▸ What the exercise asks
Put every line of the items below into a JSON list of strings, one string per line, with blank lines omitted.

▸ Material to process
....................

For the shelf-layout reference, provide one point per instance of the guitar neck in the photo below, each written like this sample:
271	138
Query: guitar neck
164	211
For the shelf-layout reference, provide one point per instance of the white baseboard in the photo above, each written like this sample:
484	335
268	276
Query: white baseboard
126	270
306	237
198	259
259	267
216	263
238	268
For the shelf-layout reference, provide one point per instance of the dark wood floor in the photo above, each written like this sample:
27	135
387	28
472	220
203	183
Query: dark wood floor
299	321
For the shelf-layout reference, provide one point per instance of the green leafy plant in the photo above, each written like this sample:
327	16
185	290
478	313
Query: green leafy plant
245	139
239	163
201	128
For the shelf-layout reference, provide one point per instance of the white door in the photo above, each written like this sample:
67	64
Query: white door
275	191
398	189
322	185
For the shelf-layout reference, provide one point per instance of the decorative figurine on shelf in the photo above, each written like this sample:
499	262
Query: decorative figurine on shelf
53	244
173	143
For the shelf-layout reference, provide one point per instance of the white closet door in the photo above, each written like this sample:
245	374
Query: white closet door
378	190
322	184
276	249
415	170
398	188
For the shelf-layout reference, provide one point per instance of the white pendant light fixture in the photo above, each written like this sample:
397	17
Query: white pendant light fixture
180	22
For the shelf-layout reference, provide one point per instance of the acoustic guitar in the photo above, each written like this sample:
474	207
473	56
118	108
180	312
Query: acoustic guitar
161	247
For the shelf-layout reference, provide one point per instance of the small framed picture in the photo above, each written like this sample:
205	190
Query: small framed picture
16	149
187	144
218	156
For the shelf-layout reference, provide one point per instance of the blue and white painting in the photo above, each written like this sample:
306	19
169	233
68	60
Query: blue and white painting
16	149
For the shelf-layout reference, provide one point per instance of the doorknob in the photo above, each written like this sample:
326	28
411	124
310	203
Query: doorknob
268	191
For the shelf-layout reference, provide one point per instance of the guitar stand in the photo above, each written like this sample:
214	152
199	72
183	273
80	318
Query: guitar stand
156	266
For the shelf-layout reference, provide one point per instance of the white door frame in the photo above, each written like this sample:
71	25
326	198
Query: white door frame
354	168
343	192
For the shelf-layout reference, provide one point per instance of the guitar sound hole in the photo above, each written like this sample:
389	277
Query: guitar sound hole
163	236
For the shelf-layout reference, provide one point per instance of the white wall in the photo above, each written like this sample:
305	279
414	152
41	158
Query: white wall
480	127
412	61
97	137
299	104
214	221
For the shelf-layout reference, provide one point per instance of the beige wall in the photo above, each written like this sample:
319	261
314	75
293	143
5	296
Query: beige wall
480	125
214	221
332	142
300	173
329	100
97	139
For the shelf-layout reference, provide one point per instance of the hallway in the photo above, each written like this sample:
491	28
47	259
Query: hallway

....................

▸ The response
[
  "For the shelf-layout reference, provide one point per instance of the guitar neck in the photo below, each written like this sample:",
  "271\t138",
  "Query: guitar neck",
  "164\t211",
  "For the shelf-layout reference, provide one point per instance of the white baseboard in the photo above, each written like this sample:",
  "484\t335",
  "268\t276",
  "Query: white baseboard",
  "126\t270",
  "306\t237",
  "198\t259",
  "259\t267",
  "216\t263",
  "238\t268",
  "For the shelf-layout reference, provide one point per instance of the dark wood floor in the photo above, each written like this sample:",
  "27\t135",
  "387\t28",
  "472\t220",
  "203\t183",
  "Query: dark wood floor",
  "299\t321",
  "For the shelf-layout reference, provide one point per instance of the green leafy plant in the photo above, each written like this sample:",
  "327\t16",
  "185\t290",
  "478\t313",
  "Query: green leafy plant",
  "245\t139",
  "239\t163",
  "201\t128",
  "For the shelf-layout reference, provide one point per instance of the white door in the photo above, each written like this sample:",
  "67\t64",
  "Query: white door",
  "275\t191",
  "398\t189",
  "322\t185",
  "For the shelf-layout reference, provide one point per instance of the decorative figurine on shelf in the photo above, each written like this sample:",
  "499\t262",
  "Query: decorative figurine on shelf",
  "53\t244",
  "173\t143",
  "For the shelf-layout reference, provide one point per instance of the white closet door in the photo above, each written like this sample:",
  "245\t374",
  "Query: white closet door",
  "378\t190",
  "322\t184",
  "276\t249",
  "415\t170",
  "398\t188",
  "For the shelf-layout reference, provide one point per instance of the white pendant light fixture in the photo above, each written like this sample:",
  "397\t17",
  "Query: white pendant light fixture",
  "180\t22",
  "For the shelf-layout reference, provide one point per instance of the acoustic guitar in the photo above, each written like this sample:",
  "474\t207",
  "473\t56",
  "118\t108",
  "180\t312",
  "Query: acoustic guitar",
  "161\t247",
  "For the shelf-layout reference, provide one point per instance of the small framed picture in the photo above, each written like this sample:",
  "205\t190",
  "Query: small framed picture",
  "16\t149",
  "187\t144",
  "218\t156",
  "For the shelf-layout reference, provide one point per instance of the blue and white painting in the photo above, each written like this sample:",
  "306\t19",
  "169\t233",
  "68\t60",
  "Query: blue and white painting",
  "16\t149",
  "For the shelf-layout reference, provide one point per instance of the doorknob in the photo above, each written like this sample:",
  "326\t28",
  "411\t124",
  "310\t203",
  "Query: doorknob",
  "268\t191",
  "For the shelf-layout reference, provide one point per instance of the guitar stand in the photo above, each written like this sample:",
  "214\t152",
  "199\t72",
  "183\t273",
  "80\t318",
  "Query: guitar stand",
  "156\t266",
  "For the shelf-layout reference, provide one point per instance of the white door frame in the photo above, each written like this sample:",
  "71\t25",
  "326\t198",
  "Query: white door frame",
  "354\t168",
  "343\t192",
  "For the shelf-layout reference, provide one point per instance of the guitar sound hole in the photo above, each written like this sample:",
  "389\t277",
  "Query: guitar sound hole",
  "163\t236",
  "For the shelf-layout reference, provide one point per instance of the white wall in the photo above, each written like this sample:",
  "305\t279",
  "414\t152",
  "41\t158",
  "Query: white wall",
  "480\t127",
  "412\t61",
  "97\t137",
  "299\t104",
  "214\t221",
  "For the shelf-layout reference, provide one point per instance of the beige wall in the photo above, each written like this sample:",
  "319\t261",
  "314\t75",
  "293\t143",
  "5\t296",
  "Query: beige wall",
  "480\t125",
  "214\t221",
  "332\t142",
  "300\t173",
  "329\t100",
  "97\t139",
  "For the shelf-layout reference, provide one point per instance of the hallway in the photo above, each written like this sample:",
  "491\t28",
  "47\t259",
  "Query: hallway"
]